Coordinate annotation entries:
┌──

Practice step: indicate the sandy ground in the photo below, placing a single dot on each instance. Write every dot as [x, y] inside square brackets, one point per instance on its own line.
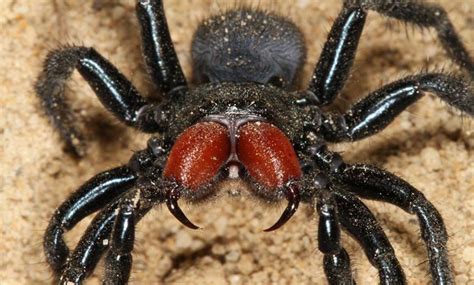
[429, 146]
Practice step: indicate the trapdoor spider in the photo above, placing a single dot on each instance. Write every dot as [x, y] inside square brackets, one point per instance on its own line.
[244, 121]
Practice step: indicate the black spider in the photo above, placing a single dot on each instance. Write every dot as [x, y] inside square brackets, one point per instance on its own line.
[239, 122]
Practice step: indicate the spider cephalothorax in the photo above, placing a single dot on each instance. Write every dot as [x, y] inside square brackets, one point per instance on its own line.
[242, 121]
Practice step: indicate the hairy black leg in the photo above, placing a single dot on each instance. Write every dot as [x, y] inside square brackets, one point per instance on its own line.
[373, 183]
[114, 91]
[93, 195]
[357, 219]
[97, 237]
[337, 55]
[158, 50]
[337, 264]
[424, 15]
[378, 109]
[118, 262]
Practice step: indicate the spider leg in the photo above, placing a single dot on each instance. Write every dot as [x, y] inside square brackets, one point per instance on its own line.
[424, 15]
[114, 91]
[337, 265]
[357, 219]
[97, 237]
[374, 112]
[90, 197]
[158, 50]
[118, 262]
[373, 183]
[337, 56]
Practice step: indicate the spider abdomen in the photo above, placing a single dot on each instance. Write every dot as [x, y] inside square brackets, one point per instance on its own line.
[245, 45]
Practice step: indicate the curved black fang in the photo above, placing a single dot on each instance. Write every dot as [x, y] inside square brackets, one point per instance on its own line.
[293, 197]
[172, 203]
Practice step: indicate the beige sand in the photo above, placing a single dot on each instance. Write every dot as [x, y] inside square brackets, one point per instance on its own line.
[428, 145]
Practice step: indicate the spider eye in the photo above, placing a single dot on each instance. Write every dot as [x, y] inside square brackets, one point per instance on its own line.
[276, 81]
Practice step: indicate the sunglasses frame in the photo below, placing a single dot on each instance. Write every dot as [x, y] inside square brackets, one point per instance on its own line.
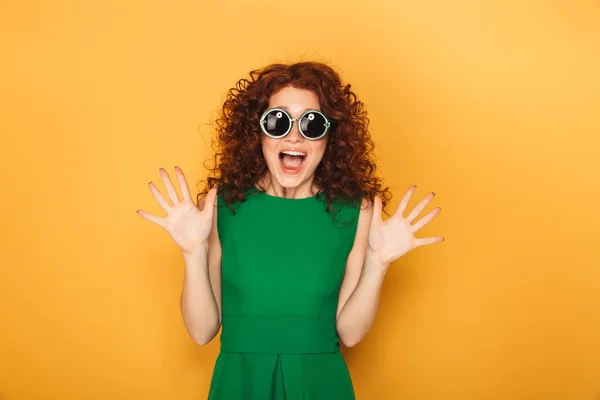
[292, 120]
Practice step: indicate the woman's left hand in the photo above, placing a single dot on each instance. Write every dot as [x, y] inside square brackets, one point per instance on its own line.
[395, 237]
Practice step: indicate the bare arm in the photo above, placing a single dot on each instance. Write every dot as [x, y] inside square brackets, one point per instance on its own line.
[361, 286]
[201, 294]
[376, 246]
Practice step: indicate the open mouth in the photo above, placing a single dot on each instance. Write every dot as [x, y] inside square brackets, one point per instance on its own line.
[292, 161]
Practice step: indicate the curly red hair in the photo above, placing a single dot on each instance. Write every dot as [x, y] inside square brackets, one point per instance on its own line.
[347, 170]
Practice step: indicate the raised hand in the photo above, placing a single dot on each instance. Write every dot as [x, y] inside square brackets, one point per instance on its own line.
[395, 237]
[189, 225]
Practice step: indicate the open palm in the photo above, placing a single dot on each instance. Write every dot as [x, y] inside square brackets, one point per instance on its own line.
[395, 237]
[189, 225]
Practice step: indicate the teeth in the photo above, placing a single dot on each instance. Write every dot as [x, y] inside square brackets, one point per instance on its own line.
[293, 153]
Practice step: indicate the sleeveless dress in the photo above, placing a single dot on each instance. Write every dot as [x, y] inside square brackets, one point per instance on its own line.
[283, 261]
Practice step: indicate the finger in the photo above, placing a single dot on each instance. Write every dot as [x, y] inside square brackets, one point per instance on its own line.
[151, 217]
[169, 186]
[210, 199]
[183, 185]
[426, 219]
[420, 207]
[427, 241]
[404, 200]
[164, 204]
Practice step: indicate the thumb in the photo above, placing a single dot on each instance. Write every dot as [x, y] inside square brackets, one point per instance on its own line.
[376, 210]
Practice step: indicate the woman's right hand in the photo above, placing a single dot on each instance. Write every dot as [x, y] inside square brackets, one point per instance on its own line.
[189, 225]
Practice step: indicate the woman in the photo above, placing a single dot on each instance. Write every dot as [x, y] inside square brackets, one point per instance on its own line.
[287, 250]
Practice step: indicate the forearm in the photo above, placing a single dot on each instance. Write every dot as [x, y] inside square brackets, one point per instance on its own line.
[198, 306]
[358, 314]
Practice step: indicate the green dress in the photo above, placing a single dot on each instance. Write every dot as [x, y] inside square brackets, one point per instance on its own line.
[283, 261]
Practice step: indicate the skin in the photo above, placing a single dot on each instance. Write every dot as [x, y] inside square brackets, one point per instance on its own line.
[377, 243]
[276, 182]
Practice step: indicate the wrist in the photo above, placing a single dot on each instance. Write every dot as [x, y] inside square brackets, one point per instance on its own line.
[374, 262]
[199, 249]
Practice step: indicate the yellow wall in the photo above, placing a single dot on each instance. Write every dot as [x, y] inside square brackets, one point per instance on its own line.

└──

- Aim:
Reproduce everything in the listing from the line containing "Practice step: indicate the skin" down to its end, with "single dot" replaced by "single point" and nothing else changed. Output only those lines.

- Reply to the task:
Practice step: indicate the skin in the photo above, placing a single point on each instance. Write every dot as [x, y] inside square brackets, one point per instance on its own line.
[377, 243]
[276, 182]
Practice step: indicate the wrist in the photo above, placing a single point on each instance. Write every dot as [x, y] inside square brackets, one point per instance on its own line.
[374, 262]
[199, 249]
Practice step: indicate the yellow wall in the photo above, placing a single point on each instance. Write every dot as [x, y] inside square brackets, one point per instance on its own line.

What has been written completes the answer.